Written instruction: Starting at the first of the rows below and ending with the row that contains "Give the mask", write each one out word for word, including both of those rows.

Exercise inputs:

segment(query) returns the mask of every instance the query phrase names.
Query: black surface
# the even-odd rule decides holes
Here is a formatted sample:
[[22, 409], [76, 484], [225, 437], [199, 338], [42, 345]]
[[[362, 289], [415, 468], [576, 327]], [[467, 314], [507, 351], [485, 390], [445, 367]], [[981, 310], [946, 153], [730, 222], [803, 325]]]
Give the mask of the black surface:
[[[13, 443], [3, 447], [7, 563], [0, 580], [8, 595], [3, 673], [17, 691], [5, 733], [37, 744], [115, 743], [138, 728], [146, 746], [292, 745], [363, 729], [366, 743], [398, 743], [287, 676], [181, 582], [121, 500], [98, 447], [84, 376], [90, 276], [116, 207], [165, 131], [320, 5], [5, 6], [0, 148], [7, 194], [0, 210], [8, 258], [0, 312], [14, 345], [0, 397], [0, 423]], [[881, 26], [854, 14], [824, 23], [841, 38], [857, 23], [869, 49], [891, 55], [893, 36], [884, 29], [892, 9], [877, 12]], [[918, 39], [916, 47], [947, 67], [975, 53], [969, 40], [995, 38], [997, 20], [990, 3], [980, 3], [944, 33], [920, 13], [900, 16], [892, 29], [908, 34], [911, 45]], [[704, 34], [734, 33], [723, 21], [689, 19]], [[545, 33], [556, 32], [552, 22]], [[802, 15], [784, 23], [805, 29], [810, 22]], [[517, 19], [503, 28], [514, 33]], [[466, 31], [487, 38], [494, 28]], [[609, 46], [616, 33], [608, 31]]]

The reply:
segment(query) returns the mask of every instance the query phrase names.
Query: black surface
# the even-odd rule decides holes
Here is a formatted sample:
[[22, 409], [76, 484], [225, 437], [199, 338], [42, 345]]
[[[362, 289], [415, 468], [576, 327]], [[467, 314], [507, 351], [485, 390], [445, 367]], [[981, 310], [946, 153], [730, 222], [803, 325]]]
Give the mask of the black surface:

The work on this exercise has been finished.